Problem statement →
The required output is the line containing "Where can the bathtub" through the final line of the material below, printed exactly, with no other lines.

Record excerpts →
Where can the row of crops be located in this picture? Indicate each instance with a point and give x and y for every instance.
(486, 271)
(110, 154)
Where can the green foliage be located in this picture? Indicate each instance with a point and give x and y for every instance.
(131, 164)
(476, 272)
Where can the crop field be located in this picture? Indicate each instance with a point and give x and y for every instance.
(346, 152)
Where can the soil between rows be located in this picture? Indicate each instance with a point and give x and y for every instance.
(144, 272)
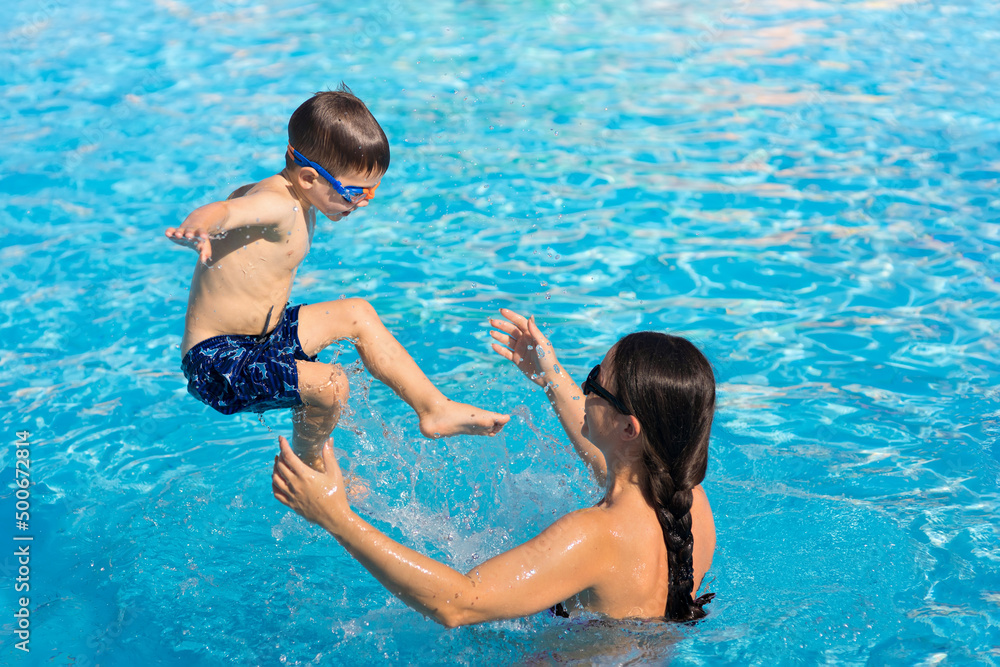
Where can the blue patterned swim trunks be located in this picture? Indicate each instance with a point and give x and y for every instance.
(235, 373)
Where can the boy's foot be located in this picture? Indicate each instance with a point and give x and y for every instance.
(451, 418)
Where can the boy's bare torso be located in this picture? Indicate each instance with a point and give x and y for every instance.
(247, 283)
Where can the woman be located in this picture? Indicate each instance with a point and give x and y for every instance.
(640, 552)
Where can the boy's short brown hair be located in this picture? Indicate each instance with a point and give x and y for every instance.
(335, 129)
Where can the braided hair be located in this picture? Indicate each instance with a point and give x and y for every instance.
(668, 384)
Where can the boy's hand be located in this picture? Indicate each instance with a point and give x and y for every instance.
(198, 240)
(195, 232)
(522, 342)
(319, 497)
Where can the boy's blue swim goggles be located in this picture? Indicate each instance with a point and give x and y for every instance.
(349, 192)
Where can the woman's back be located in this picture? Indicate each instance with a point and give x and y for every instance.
(635, 557)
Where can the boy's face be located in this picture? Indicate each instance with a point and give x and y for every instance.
(332, 203)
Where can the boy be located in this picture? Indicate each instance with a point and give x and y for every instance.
(243, 348)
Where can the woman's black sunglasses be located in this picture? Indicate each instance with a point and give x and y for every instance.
(590, 385)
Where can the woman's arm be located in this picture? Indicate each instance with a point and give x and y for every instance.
(522, 342)
(565, 559)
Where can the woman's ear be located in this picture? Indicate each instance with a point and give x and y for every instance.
(633, 429)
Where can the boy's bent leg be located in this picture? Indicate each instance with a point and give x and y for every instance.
(322, 323)
(324, 391)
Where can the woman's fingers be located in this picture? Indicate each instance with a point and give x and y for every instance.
(504, 339)
(520, 321)
(503, 352)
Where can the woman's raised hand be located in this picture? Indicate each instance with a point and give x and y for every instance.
(522, 342)
(319, 497)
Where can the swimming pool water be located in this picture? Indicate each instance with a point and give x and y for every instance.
(807, 190)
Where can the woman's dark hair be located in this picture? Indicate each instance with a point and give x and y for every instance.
(335, 129)
(668, 384)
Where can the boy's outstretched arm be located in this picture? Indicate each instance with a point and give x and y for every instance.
(216, 219)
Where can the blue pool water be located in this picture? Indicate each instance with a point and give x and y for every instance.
(808, 190)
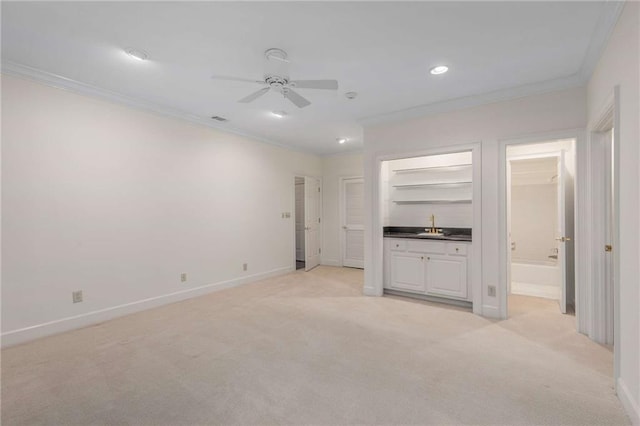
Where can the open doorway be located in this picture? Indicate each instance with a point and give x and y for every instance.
(307, 222)
(299, 219)
(540, 226)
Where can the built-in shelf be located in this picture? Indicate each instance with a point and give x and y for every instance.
(465, 201)
(451, 167)
(436, 184)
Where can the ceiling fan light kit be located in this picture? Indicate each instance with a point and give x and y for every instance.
(281, 83)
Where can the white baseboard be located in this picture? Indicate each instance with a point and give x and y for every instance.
(630, 406)
(26, 334)
(489, 311)
(331, 262)
(370, 291)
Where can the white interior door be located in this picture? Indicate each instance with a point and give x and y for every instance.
(609, 275)
(300, 219)
(353, 223)
(511, 243)
(312, 222)
(561, 235)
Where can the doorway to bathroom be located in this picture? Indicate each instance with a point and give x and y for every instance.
(307, 221)
(540, 226)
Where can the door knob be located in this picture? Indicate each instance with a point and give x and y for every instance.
(563, 239)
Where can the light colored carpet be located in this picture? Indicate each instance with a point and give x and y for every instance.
(307, 348)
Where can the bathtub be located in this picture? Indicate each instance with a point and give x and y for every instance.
(536, 278)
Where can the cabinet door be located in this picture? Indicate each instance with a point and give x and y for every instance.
(407, 271)
(447, 276)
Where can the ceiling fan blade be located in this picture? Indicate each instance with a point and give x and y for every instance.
(315, 84)
(254, 95)
(246, 80)
(297, 100)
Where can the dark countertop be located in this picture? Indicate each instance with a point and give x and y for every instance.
(448, 234)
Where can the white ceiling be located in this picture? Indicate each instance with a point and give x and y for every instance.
(382, 50)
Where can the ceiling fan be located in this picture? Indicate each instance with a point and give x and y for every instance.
(278, 81)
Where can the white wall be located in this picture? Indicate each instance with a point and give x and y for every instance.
(118, 203)
(333, 168)
(487, 124)
(619, 65)
(534, 218)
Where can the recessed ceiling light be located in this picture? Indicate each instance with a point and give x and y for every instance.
(440, 69)
(137, 54)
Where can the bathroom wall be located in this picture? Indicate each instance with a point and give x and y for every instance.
(534, 210)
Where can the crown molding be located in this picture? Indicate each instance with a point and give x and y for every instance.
(64, 83)
(575, 80)
(600, 37)
(597, 44)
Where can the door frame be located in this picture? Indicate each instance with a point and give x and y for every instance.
(503, 239)
(293, 222)
(609, 117)
(559, 156)
(341, 207)
(295, 218)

Task response →
Where can the bathtub be located in this picture? Indicate each instance with a point and give x and y for every instance.
(536, 278)
Where can the cabinet door be located in this picture? Indicate each instance with a point and give x and y for every instance.
(407, 271)
(447, 276)
Where can the ceiling fan blade be located in this picture? Indicate each instance with a point and give x and y for every instance.
(315, 84)
(254, 95)
(246, 80)
(297, 100)
Where can the dark countertop be located in this picture? Indicate each instance with a point and give x and y for every instance.
(448, 234)
Where can the white ceiling be located in this picture? Indicate each instance with a point and give x and y for every instance.
(382, 50)
Where can the ceiling fan be located in this picture? Indicate each instance with a point and give x and y for every instance.
(278, 81)
Where can the white wall be located in this picture? Indicate each instance with a point and give x and y for every instance.
(118, 203)
(333, 168)
(487, 124)
(619, 65)
(534, 218)
Where can the recessed ceiling light be located in this picture? Indicate each instance with a point and give x and y for every instance.
(440, 69)
(137, 54)
Where can the bathroom wall be located in this picture? Indicate each instance with a point and give x and y for every instance.
(534, 210)
Where can the crown molding be located in this picture? Indicate each instance with a point and give x and y for every instance.
(64, 83)
(575, 80)
(600, 37)
(597, 44)
Where can the door frame be located in this picture? Indicate each instance with a point and give x and y for every instance.
(503, 239)
(293, 222)
(609, 117)
(559, 156)
(341, 207)
(295, 218)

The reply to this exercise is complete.